What you return must be the full data, repeated verbatim, with no pictures in it.

=== Section Start ===

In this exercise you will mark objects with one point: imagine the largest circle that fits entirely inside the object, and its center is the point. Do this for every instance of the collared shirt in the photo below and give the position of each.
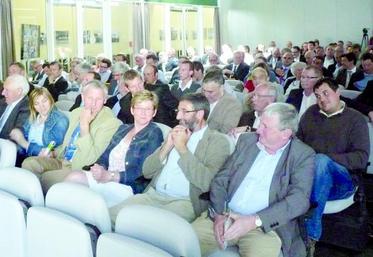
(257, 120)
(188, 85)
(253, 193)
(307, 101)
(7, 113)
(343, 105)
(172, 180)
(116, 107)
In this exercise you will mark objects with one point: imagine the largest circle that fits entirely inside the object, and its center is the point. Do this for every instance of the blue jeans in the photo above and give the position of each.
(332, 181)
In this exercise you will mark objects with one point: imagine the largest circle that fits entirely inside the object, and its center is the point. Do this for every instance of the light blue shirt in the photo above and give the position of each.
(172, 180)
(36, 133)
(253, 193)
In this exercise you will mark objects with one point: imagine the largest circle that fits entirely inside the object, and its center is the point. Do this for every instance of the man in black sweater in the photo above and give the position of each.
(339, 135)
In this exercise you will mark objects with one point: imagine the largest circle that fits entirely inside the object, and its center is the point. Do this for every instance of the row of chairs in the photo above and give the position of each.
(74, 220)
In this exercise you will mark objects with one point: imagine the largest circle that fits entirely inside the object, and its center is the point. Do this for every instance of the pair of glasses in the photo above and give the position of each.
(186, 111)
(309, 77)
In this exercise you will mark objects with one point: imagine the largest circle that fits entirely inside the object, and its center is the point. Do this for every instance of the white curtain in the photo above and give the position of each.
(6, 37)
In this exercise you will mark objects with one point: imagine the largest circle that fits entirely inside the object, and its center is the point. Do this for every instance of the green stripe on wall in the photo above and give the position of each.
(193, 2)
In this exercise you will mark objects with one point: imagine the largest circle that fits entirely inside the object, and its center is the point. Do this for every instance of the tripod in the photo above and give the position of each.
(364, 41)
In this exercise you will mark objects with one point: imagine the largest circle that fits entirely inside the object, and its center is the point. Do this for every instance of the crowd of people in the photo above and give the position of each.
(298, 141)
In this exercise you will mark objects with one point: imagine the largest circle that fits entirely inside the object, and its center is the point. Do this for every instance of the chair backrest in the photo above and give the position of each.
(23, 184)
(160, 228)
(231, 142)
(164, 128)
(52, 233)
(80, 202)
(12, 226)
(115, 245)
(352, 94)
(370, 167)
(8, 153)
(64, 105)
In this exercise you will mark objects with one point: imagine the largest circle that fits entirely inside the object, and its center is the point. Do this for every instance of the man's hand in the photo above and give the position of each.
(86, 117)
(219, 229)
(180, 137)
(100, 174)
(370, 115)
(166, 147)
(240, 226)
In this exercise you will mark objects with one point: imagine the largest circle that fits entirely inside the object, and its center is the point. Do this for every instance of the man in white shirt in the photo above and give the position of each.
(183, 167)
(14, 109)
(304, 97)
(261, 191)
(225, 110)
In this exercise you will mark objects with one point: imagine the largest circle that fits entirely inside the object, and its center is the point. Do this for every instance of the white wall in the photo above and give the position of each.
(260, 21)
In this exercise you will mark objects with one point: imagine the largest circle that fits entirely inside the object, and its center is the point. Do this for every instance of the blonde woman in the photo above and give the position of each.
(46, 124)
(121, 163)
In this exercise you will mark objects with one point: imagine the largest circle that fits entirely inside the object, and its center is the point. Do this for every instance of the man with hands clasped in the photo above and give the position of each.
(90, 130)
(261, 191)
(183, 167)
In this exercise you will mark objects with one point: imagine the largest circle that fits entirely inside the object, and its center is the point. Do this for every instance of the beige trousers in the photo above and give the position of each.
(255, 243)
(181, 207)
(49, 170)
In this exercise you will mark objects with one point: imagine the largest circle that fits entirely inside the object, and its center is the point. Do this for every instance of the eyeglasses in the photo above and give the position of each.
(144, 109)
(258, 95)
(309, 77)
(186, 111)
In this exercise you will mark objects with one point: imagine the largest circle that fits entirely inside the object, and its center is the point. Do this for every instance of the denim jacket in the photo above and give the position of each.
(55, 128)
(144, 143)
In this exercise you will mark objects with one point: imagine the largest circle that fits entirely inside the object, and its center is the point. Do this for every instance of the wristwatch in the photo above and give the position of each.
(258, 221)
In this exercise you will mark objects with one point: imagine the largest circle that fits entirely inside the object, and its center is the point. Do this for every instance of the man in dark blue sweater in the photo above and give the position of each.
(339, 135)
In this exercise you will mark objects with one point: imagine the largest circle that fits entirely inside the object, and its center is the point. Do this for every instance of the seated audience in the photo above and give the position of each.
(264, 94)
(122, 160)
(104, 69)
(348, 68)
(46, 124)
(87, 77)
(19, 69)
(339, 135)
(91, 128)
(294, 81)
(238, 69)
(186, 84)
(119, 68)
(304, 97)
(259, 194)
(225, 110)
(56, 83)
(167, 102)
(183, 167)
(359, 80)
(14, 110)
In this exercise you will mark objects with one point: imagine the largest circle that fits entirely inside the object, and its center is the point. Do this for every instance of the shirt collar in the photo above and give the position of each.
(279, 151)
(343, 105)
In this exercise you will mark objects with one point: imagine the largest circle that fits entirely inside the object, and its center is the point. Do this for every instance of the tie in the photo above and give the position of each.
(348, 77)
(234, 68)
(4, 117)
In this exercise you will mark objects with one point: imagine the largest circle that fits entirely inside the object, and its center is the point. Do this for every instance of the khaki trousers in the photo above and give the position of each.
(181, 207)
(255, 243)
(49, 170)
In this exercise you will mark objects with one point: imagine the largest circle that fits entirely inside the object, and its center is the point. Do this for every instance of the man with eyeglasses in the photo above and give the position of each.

=== Section End ===

*ANSWER TO THE EXERCISE*.
In this exercise you will mark objects with one point: imagine the largest circle that fits entirely inside the object, and its center is the point. Do this for every instance of the collared shirt in the photo below and give the position of each.
(257, 120)
(188, 85)
(253, 193)
(307, 101)
(7, 113)
(343, 105)
(172, 180)
(116, 107)
In this exercise you will mark objects with one point: imagine the largest circle that fits entirely inside the object, and its center is the point. Do this for every instance of the blue jeans in the photo above and give the position of each.
(332, 181)
In this exercise you will mark objects with one point: imagine the largest circle that fits entirely inside the object, and its center is the point. Do this for every instance of the light blue shirt in the photo above and give the position of each.
(172, 180)
(36, 133)
(253, 193)
In this exercise you will mark objects with one point: imagine the largest circle that fits entirely inside the object, and its center is the point. Do this for every instance of the man in black sweater in the photo above and give the position of each.
(339, 135)
In this exercise you will mark objects with one point: imagine the largest circle that fits entirely inside the object, and its center is the point. Do this for every instance of the row of chairs in the photo above and give the position of each.
(74, 220)
In this exercise you will mark objects with one point: imagine the largest circle that fits entirely inside the object, and its center is the point. Do this for every instance of the pair of glasses in the photo above and give the position of each.
(186, 111)
(309, 77)
In this exercise you will mark objects with one point: imagine the largest circle that fits entirely inside the object, and its center is the point. Do this for every instance of the white curtain in the photo above and give the position of each.
(6, 37)
In this exercise you will mark objects with one point: imagine the largest circle that fits entirely inside the object, and its center is the point. Do this for every instance of the green stripe on wall in the photo above and give the position of each.
(193, 2)
In this exercise you will mark objects with one point: imagine the largest circle that fits entirely inside the object, and its center is the point. Do this for every instance of the tripod in the photo above and give the position of each.
(364, 41)
In this exercise you will mark objects with one point: imagine the largest circle that fits entirely inside the object, and its center is the point. Do this for every instance of the crowd of people in the photo above and give the position of each.
(298, 141)
In this exercise you will mark objects with one point: imagine the largest circle that fits entirely inside the object, and its center is the point. Do this for every instance of the chair backrest in the photo above and give the position of each.
(23, 184)
(160, 228)
(231, 142)
(164, 128)
(52, 233)
(80, 202)
(12, 226)
(115, 245)
(352, 94)
(370, 167)
(8, 153)
(64, 105)
In this exercise you will mark objects with one point: imagine the largest circle that fits entirely inside the object, and its center is the point. Do this for every instance of the man's hand in the photo above and give the position of each.
(86, 117)
(219, 229)
(180, 137)
(100, 174)
(370, 115)
(166, 147)
(240, 226)
In this exercise you will mark objects with one point: imagine the largest circle that fits entirely inside the object, and its center is the point. Do this for every instance of the man in white shirt in the photo above and give the position of each.
(183, 167)
(14, 109)
(304, 97)
(261, 191)
(225, 110)
In this exercise you will mark objects with one point: imagine the largest circle that fits entirely inside the object, and its center is the point. Do this for every instance of the white wall in the photo above and give the position of each.
(260, 21)
In this exercise you will mark objects with one point: imagine the largest circle that fits entirely inside the object, and its center is the point. Do this for every instance of the blonde woman in the photo above and give the position of each.
(46, 124)
(121, 163)
In this exercise you will mark objects with one point: imagine the largest circle that fits entirely inside the object, and its center is the point. Do this for every instance of the man with hands clasped in the photo above and give the position of each.
(90, 130)
(261, 191)
(183, 167)
In this exercise you will mark objects with one point: imagine the largest circle that fits entirely inside the object, and its center is the point. Do this for every instance of the beige trousers in the photo above and give the position of each.
(255, 243)
(181, 207)
(49, 170)
In this exercise you will mark objects with one point: imagine the largest circle that fits entirely inside the object, and its center is the point. Do this for every instance of the eyeglasses in the photo above and give the position of each.
(144, 109)
(258, 95)
(309, 77)
(186, 111)
In this exercise you will mark objects with one point: imagine the largest circle that fits entirely inside the object, and its center is the point. Do this for every instance of the denim jacket in the photo above and give the position of each.
(55, 128)
(144, 143)
In this exercise you will mark objects with one point: imagine the largest circle that fits entirely inside the object, and its center is the point. Do this for every instance of the wristwatch in the photo above and give the position of each.
(258, 221)
In this exercise you will mark objects with one point: imagine the largest circle that fits entirely inside the object, and its center is the point. Do this for every instance of the man in dark blue sweater in the photo above and give the position of each.
(339, 135)
In this exercise you will mark objects with one point: imagine the largest circle that fits entirely inside the object, and its center is the point. Do this for every instance of the seated audience in the photo above and give the position of each.
(264, 94)
(122, 160)
(104, 69)
(348, 68)
(46, 124)
(87, 77)
(19, 69)
(339, 135)
(91, 128)
(294, 81)
(238, 69)
(186, 84)
(119, 68)
(304, 97)
(259, 194)
(225, 110)
(56, 83)
(167, 102)
(183, 167)
(359, 80)
(14, 110)
In this exercise you will mark objects with one point: imagine the largest circle that fits entirely inside the object, and its center is the point. Do this for every instance of the shirt collar in the photo above and give the position of each.
(279, 151)
(343, 105)
In this exercise you will mark objects with one point: imagine the largest circle that fits entirely inside the object, and its center is the point. Do this for every instance of the tie in the photo above and give the position of each.
(348, 77)
(234, 68)
(4, 117)
In this exercise you will mark objects with one point: imagine the largest circle that fits entirely inside the object, and its center is the point. Do this for every instance of the khaki trousers in the photo above and give the position of each.
(181, 207)
(255, 243)
(49, 170)
In this exercise you will mark objects with one point: imagine the largest circle that fits entirely inside the object, and its center is the point. Do this for every instance of the man with eyeglasses in the photo above and give the position of each.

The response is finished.